#### PROVIDED DATA:
--- --- ---

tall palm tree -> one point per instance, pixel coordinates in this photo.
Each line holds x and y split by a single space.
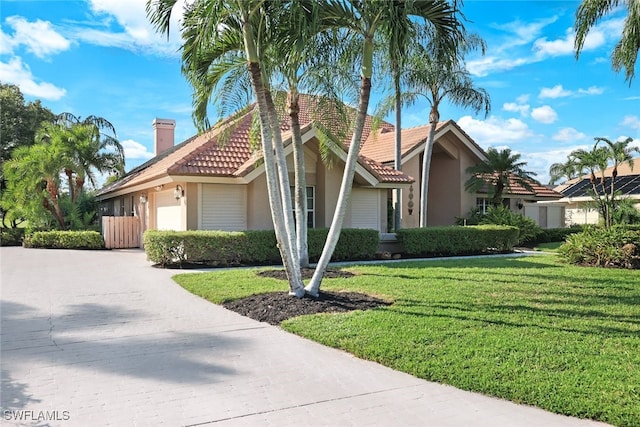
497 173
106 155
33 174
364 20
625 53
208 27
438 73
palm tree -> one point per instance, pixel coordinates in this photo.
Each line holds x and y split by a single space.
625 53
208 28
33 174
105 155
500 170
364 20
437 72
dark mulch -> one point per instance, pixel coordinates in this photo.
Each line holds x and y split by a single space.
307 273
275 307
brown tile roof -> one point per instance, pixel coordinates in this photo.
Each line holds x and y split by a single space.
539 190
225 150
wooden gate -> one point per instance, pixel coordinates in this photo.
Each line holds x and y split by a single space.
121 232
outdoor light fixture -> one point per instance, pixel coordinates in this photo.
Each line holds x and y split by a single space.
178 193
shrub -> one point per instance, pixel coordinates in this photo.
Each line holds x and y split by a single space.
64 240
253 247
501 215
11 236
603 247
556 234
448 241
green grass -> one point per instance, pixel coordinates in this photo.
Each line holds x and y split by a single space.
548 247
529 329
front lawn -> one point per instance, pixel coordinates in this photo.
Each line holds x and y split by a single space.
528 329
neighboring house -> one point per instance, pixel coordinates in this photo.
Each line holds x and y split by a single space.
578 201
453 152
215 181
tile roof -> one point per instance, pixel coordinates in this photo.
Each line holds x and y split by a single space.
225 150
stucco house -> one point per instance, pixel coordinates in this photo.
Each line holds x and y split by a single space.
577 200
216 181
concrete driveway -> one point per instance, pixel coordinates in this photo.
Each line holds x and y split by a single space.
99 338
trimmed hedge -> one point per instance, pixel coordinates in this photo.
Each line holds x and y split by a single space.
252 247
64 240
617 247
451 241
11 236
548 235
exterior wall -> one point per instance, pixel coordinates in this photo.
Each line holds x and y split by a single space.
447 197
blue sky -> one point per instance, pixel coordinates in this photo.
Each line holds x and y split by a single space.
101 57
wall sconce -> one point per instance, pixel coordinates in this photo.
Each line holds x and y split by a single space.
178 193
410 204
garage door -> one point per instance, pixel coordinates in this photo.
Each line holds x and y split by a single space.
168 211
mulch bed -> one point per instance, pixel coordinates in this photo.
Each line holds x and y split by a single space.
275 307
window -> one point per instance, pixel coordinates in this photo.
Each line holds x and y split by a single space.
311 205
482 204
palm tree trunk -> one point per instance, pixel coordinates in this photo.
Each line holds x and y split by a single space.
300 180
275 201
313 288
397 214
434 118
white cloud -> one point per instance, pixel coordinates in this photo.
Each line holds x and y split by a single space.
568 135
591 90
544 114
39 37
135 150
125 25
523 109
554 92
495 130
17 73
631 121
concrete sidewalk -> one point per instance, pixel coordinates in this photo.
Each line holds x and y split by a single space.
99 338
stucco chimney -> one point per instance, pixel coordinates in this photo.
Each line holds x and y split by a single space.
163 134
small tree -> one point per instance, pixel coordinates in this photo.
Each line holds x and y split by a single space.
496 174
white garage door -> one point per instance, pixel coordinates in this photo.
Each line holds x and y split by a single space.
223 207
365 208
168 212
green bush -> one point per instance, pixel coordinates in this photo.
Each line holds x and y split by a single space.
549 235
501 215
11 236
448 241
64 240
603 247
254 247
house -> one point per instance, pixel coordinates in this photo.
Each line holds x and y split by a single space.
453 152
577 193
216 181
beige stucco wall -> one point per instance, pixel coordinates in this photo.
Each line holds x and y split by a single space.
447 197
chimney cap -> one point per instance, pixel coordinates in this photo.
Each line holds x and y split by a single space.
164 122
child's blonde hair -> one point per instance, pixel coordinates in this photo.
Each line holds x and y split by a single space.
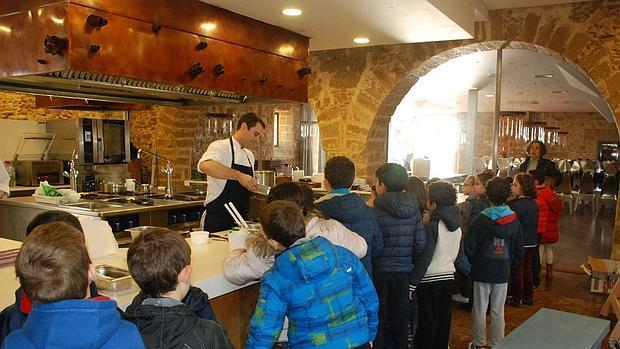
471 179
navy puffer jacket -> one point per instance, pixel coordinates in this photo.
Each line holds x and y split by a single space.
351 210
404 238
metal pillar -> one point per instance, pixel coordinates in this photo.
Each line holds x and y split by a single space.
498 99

--- --- ---

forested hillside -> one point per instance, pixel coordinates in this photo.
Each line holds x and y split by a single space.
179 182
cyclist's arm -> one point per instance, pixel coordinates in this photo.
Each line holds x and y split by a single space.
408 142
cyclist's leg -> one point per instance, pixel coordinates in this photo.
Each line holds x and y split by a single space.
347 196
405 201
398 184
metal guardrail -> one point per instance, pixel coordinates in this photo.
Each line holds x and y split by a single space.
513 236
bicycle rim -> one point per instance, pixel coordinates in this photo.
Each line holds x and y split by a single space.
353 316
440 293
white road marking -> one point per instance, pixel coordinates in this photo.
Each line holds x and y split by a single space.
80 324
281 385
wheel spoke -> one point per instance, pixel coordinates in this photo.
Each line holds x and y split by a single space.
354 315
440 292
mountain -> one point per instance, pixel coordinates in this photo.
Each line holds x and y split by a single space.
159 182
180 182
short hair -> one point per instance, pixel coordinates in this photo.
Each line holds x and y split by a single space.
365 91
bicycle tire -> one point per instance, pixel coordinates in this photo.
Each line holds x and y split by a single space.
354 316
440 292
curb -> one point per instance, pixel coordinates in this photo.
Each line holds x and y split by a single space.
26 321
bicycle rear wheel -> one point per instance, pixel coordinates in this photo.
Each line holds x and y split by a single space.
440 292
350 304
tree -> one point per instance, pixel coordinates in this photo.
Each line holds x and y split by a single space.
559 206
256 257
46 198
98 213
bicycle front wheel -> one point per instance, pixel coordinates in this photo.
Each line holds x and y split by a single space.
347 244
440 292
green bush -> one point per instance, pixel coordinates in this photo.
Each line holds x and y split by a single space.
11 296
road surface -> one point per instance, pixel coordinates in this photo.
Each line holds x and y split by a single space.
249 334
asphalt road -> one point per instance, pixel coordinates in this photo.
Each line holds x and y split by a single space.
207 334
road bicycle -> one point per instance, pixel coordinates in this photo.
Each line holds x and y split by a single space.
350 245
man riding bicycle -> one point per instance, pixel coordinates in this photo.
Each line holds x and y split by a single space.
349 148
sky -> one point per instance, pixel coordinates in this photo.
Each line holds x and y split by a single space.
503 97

--- --- ---

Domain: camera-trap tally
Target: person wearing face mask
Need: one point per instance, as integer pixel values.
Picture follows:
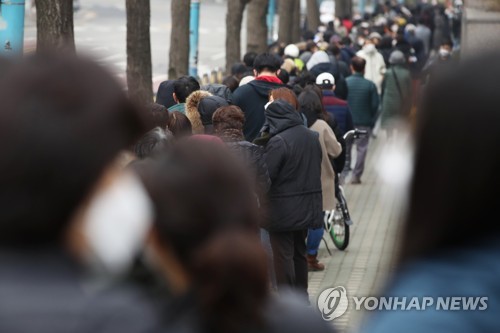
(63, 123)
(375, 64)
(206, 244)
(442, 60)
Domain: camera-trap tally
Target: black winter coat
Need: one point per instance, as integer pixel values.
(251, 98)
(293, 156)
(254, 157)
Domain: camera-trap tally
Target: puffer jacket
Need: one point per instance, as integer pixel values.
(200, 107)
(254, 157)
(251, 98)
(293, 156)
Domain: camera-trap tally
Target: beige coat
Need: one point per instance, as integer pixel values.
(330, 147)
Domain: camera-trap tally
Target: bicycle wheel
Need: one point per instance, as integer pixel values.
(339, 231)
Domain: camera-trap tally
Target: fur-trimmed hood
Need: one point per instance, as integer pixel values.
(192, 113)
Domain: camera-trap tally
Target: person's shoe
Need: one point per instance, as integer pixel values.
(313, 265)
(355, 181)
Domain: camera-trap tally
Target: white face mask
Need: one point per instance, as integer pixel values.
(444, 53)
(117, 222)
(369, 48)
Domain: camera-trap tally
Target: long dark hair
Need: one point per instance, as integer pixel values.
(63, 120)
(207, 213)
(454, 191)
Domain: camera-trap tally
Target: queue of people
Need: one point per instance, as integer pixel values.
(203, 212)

--- --- ---

#### WORK TO BE COMPLETED:
Gather every line of the records that contains the string "hair", matching case exactly.

#### COMPLETED TASK:
child's blonde hair -> one point per instance, pixel coordinates in this photo.
short hair -> one point per instance, pixel coordinates in this photo.
Target: long dark hair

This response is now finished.